Metin alıntısı
‘’Savaş zorunlu ve kaçınılmaz olmalıdır, milletin hayatı tehlikeyle karşı karşıya kalmadıkça, harp bir cinayettir. ‘’ – Mustafa Kemal Atatürk
Savaşlar; dünya tarihinin
sayfalarına kalıcı hasarlar bırakan, insanlar üzerinde kötü etkiler yaratan,
kimsenin hatırlamak istediği anılardır. Devletlerin arasında yaşanan diplomatik
sorunlar neticesinde savaş noktasına gelen ülkelerin başındaki insanlar, bilinçsizce
hareket ederek temsil ettikleri halkı ateşe atmaktadırlar.

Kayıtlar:
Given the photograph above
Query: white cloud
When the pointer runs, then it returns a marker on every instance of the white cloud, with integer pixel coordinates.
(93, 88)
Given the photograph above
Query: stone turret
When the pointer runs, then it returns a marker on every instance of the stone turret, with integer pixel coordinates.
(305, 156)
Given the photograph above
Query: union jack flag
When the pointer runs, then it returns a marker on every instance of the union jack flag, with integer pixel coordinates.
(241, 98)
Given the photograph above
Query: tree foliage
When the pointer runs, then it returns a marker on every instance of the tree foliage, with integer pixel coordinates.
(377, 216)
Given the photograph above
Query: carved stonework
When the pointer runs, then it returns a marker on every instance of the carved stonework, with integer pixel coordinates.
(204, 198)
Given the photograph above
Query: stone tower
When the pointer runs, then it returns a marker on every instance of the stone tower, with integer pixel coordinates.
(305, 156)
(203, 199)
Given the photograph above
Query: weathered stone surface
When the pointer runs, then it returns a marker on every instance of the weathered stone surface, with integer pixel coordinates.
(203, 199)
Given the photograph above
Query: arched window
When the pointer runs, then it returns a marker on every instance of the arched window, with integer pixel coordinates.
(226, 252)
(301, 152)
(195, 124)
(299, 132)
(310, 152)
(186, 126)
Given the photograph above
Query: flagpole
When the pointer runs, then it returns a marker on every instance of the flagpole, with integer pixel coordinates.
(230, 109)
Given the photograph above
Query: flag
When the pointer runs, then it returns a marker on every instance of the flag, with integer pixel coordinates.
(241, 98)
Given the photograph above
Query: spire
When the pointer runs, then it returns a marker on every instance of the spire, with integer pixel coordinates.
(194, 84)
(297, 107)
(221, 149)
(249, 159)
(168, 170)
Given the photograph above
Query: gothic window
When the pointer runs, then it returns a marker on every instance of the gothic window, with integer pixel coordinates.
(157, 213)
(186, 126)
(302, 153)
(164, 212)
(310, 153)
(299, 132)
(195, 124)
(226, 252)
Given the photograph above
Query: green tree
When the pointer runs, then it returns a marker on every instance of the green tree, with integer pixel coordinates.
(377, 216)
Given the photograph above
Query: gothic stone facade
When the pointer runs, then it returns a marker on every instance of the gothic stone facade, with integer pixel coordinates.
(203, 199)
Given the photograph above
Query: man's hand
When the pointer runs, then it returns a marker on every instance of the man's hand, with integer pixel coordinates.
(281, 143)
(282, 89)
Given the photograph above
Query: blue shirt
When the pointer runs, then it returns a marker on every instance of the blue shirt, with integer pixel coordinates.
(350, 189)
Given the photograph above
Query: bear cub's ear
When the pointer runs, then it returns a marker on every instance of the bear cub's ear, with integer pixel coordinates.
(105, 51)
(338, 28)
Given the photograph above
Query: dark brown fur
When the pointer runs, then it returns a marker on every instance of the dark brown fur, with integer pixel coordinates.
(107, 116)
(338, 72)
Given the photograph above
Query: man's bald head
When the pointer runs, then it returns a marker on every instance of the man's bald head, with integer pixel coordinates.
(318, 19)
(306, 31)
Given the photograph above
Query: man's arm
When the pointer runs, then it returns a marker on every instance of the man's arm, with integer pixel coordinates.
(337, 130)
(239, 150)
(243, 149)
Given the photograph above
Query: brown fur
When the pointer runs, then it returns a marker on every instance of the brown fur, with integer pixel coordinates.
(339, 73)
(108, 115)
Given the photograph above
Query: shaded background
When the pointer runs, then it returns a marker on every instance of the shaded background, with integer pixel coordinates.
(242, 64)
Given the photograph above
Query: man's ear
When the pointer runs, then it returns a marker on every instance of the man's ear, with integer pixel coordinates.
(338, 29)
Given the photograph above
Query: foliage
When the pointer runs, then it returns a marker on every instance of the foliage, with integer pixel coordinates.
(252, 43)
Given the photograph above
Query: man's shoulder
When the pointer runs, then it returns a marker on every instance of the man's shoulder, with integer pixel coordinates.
...
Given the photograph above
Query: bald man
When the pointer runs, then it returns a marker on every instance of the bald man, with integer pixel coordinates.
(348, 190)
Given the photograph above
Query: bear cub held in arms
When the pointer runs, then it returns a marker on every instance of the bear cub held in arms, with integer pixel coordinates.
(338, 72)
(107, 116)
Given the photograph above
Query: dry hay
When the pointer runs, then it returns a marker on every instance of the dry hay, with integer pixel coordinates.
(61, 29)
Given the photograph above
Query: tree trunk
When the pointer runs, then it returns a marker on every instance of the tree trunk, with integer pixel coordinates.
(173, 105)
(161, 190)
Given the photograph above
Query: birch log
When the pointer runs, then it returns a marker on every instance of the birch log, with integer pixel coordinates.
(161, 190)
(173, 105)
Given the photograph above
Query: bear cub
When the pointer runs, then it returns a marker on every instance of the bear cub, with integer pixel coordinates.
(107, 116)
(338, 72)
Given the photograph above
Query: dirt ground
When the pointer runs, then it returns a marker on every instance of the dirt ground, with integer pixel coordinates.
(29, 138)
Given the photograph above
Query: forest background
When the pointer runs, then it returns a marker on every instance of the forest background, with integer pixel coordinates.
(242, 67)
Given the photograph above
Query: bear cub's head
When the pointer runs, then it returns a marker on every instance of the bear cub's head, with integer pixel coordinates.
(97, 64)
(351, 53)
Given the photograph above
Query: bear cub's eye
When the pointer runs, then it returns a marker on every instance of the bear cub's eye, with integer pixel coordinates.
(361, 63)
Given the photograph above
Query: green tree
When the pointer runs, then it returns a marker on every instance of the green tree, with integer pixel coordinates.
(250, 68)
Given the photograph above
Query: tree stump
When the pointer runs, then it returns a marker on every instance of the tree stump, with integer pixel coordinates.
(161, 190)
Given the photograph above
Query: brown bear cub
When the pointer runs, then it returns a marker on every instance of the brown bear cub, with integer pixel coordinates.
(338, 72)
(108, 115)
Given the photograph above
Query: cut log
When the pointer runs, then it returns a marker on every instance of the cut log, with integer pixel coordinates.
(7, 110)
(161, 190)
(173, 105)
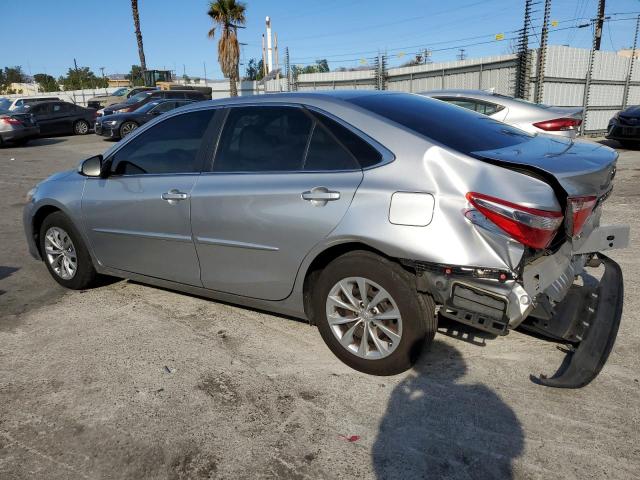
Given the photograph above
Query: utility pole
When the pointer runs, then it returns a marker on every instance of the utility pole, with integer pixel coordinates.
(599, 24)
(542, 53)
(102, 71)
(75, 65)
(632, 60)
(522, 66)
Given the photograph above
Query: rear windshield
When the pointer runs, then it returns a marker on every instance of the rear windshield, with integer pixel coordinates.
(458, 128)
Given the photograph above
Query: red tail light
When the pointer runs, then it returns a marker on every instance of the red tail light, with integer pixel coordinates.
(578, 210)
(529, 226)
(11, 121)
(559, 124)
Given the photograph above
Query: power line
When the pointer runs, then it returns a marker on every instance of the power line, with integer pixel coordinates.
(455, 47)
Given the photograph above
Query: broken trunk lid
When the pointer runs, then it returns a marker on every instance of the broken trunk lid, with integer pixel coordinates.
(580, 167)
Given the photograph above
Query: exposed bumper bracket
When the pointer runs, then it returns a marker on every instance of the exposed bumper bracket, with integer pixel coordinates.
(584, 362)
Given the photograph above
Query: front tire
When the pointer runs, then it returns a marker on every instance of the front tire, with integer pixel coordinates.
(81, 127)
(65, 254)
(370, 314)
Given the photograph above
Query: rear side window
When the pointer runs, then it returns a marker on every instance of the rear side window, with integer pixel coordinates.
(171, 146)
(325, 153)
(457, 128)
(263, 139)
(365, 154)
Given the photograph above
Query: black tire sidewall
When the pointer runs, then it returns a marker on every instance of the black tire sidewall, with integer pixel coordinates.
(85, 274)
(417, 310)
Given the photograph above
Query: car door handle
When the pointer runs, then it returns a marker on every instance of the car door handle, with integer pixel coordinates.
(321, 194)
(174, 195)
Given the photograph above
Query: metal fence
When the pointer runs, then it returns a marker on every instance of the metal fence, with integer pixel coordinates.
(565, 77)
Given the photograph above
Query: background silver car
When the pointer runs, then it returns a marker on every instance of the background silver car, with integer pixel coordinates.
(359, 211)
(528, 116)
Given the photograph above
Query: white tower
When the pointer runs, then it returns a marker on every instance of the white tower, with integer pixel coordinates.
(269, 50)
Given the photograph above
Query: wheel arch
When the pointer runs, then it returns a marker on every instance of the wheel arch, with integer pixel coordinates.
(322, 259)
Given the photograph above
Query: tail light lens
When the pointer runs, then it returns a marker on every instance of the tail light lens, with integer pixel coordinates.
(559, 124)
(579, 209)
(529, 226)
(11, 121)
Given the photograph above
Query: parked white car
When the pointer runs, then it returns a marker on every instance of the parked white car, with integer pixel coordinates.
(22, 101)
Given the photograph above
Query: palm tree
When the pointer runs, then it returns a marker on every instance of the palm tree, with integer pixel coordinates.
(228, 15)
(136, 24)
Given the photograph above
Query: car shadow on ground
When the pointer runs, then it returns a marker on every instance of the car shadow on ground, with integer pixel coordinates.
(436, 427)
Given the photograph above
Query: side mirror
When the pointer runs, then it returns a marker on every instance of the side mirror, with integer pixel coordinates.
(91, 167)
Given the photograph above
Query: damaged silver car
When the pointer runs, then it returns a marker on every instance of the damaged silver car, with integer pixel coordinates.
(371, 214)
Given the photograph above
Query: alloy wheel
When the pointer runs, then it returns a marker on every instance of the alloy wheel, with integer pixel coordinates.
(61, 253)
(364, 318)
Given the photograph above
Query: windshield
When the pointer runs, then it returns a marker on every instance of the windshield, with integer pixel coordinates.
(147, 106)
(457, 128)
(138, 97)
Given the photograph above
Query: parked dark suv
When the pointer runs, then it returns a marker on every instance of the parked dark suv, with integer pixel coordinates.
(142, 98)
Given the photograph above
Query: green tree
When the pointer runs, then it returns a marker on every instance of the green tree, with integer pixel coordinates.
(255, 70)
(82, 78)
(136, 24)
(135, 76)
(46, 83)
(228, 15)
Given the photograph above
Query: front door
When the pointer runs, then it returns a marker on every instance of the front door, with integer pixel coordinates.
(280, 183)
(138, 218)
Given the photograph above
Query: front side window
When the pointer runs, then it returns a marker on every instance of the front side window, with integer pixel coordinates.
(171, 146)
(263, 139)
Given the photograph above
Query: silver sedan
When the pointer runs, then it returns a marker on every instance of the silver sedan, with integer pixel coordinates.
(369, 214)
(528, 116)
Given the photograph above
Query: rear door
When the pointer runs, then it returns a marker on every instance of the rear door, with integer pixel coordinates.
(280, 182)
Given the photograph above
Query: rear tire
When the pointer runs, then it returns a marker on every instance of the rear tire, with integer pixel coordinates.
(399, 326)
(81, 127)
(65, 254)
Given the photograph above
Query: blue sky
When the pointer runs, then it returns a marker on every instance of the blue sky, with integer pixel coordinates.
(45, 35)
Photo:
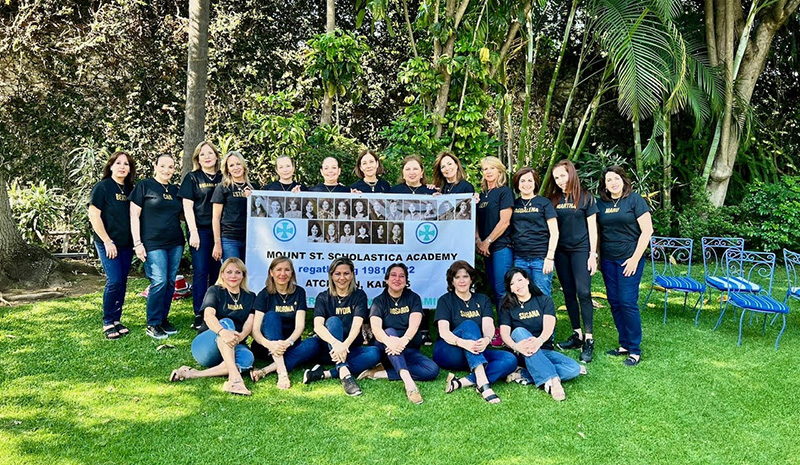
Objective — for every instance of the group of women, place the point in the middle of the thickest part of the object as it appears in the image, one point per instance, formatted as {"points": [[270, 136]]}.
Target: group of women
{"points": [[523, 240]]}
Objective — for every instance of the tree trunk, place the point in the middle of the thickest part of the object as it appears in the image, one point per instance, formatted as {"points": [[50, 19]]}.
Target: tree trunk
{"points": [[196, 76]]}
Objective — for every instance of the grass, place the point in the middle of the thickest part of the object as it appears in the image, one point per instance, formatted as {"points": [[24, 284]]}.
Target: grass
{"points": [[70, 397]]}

Yapılacaklar
[1] Kayıtlarda "brown" sözcüğünün geçtiği her satırı olduğu gibi çıkarın.
[2] Savaş konulu metnin devamını, son cümlesinden sonra gelecek şekilde yazın.
Kayıtların metinle hiçbir ilgisi yoktur.

Sonuçlar
[1]
Query: dark brown fur
When the pointer runs, then it returns a marker on every instance of the dark brown fur, with integer pixel coordinates.
Query: brown fur
When the pointer runs, then it returns a marker on every instance of the brown fur, with integer pixel coordinates.
Query: brown bear cub
When the pointer runs, then it returns a marker on every instance of the brown bear cub, with integer pixel coordinates.

[2]
Bazı ülkeler sırf daha fazla
sömürge elde etmek için kendine ait olmayan topraklara saldırmakta, bazı
ülkeler ise çıkar çatışmasından galip gelebilmek için veya saçma sapan nedenlerden dolayı
savaş çıkarmakta ve bütün bunlar sadece tarafları değil tüm dünyayı
etkilemektedir. Örneğin; 6 Ağustos 1945 tarihinde başlayan ve tam 3 gün süren,
Amerika’nın Nagazaki ve Hiroşima’ya yaptığı atom bombası saldırısının etkileri
günümüzde hala devam etmektedir. Patlamanın ardından, yaklaşık 300.000 santigrat
derece sıcaklığında oluşan bir alev fırtınası, saatte 1800 km
ilerleyerek 3 km çapındaki bir alanda her şeyin yok olmasına ve insanların
yanarak can vermesine sebep olmuştur. Yaşanan bu olayın sonuçları ise günümüzde
hala görülmektedir.
Elbette sadece bununla sınırlı
değil. Tıpkı yaşanan bu acı verici durum gibi onlarca hatta yüzlerce daha yaşanmıştır
ve yaşanmaya devam etmektedir. Ve ne tesadüftür ki bu tür olayların altından
hep Amerika çıkmaktadır.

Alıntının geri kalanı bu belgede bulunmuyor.